Given task:
Will you restate verbatim the lines running from the line with "drop a dot on the microphone" to the end of the data, leaving out everything else?

Records for this task:
* * * * *

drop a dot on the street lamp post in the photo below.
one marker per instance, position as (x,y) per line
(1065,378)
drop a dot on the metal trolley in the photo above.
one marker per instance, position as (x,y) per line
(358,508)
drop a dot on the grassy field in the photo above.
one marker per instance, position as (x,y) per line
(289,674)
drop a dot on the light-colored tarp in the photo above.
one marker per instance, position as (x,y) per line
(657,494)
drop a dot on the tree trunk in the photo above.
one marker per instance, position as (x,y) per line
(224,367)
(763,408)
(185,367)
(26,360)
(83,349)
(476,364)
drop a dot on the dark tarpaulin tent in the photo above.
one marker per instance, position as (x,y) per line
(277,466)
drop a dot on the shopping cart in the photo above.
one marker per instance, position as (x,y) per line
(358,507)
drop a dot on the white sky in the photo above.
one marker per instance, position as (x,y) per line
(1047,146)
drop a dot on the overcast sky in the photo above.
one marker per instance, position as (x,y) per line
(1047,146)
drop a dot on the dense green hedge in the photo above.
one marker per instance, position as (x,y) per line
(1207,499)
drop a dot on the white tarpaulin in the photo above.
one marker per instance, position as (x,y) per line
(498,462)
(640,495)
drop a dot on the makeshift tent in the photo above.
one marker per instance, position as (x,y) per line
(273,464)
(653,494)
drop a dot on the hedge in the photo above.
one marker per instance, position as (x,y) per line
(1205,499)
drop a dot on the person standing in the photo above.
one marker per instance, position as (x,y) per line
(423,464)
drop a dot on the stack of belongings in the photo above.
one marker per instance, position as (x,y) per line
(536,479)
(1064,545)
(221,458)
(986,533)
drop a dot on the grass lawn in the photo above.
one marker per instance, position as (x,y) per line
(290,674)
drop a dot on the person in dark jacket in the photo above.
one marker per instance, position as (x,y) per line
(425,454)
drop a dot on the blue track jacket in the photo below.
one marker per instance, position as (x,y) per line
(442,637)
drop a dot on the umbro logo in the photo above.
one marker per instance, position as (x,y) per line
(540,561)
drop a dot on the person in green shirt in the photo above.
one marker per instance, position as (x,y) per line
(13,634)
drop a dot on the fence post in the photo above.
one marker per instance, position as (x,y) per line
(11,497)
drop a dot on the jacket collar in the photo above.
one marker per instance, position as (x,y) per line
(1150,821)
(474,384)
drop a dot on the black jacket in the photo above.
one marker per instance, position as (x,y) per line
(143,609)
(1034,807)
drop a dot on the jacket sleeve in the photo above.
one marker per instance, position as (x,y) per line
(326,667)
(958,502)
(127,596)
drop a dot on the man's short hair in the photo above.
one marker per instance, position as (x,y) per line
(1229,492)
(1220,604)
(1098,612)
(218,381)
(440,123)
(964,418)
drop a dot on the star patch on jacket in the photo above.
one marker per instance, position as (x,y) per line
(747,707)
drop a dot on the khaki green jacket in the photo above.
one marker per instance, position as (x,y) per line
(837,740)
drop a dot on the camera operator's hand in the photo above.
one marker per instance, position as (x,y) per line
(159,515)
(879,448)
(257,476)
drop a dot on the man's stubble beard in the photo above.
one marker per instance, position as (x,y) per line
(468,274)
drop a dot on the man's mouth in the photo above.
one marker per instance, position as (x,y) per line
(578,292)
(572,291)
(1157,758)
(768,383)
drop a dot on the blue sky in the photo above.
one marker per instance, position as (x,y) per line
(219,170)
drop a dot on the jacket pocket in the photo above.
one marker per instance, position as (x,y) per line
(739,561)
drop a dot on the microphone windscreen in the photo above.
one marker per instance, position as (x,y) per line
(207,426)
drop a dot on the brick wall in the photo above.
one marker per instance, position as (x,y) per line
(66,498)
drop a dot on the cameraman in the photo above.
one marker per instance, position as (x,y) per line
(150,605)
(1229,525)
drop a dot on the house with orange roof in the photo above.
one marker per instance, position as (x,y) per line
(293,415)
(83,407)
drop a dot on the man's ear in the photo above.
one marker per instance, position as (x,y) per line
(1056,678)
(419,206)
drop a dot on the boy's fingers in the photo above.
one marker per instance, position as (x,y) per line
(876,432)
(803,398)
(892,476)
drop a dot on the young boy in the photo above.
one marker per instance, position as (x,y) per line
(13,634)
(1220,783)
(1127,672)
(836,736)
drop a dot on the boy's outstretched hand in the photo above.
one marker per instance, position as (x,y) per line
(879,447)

* * * * *

Complete response:
drop a dot on the microphone windscreen in the photo above.
one marker per instance, position as (x,y) per line
(207,426)
drop a dot on the brick wall in the photo above.
one marker per instance, position as (x,y) per line
(66,498)
drop a dot on the cameraman in the photo above.
one marker per instance, position as (x,y) per line
(150,605)
(1229,525)
drop a dot on the house with orange roof in the photo above.
one marker per instance, position as (x,y) per line
(293,415)
(83,407)
drop a dot on the man's ear in the photo above.
one marker per instance, position as (x,y) per line
(1056,678)
(419,206)
drop a dot on the boy's fingers in the photo above.
one marker per instance, position as (x,y) per line
(876,432)
(803,398)
(892,476)
drop a dot on the young boy in the photo above.
one marker per instance, position as (x,y) per line
(13,634)
(1220,783)
(1127,672)
(836,736)
drop a dot on the boy's outstretched hand in the photo above.
one marker per instance, position as (x,y) per line
(879,447)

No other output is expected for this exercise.